MINISTÉRIO PÚBLICO
PROCURADORIA DA COMARCA DE VILA LIMPA
Parecer nº 21/2011
Processo nº 7721/2011
Exmo. Senhor Dr. Juiz,
De acordo com o disposto no art. 85º CPTA e nos parâmetros do art. 219º da Constituição, vem o Ministério Público intervir, emitindo parecer sobre o processo sub judice, com os seguintes fundamentos:
A autora, Associação Ambientalista “Limpar o Inferno” (AALI) pede:
a) Ser declarado nulo o acto administrativo de dispensa da AIA;
b) Ser anulado o acto administrativo posteriormente praticado pelo Presidente da Câmara de Vila Limpa, mais concretamente, a emissão de licença para o inicio das obras da construção da ETAR;
c) Ser a Administração condenada pela omissão do dever de fiscalização;
d) Ser a empresa “Porco Feliz S.A.” condenada a reparar os danos causados na Ribeira do Inferno por via de indemnização.

——————————

◆ TAREFA PROPOSTA
No parecer, qual entidade aparece como autora do processo?

——————————

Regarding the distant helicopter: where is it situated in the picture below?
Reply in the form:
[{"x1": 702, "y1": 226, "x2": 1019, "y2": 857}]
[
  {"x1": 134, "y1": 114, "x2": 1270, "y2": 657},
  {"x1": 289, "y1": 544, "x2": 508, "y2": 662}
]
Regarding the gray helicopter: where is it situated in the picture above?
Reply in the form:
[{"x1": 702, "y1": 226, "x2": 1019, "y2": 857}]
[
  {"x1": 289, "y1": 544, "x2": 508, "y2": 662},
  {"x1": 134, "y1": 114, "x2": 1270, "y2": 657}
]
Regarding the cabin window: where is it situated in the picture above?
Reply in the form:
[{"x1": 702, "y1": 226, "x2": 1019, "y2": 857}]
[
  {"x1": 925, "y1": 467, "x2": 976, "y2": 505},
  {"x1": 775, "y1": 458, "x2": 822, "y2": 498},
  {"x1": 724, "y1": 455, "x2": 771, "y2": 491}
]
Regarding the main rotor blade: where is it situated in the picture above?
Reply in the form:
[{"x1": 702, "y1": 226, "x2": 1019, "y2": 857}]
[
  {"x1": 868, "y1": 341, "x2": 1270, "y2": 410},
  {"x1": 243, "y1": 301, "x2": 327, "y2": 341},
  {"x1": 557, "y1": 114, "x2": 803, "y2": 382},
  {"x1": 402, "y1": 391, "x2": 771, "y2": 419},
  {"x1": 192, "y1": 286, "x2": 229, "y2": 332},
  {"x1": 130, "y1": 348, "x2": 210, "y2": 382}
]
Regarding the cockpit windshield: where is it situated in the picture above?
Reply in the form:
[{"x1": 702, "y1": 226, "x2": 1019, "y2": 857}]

——————————

◆ RESULTADO FINAL
A Associação Ambientalista “Limpar o Inferno” (AALI).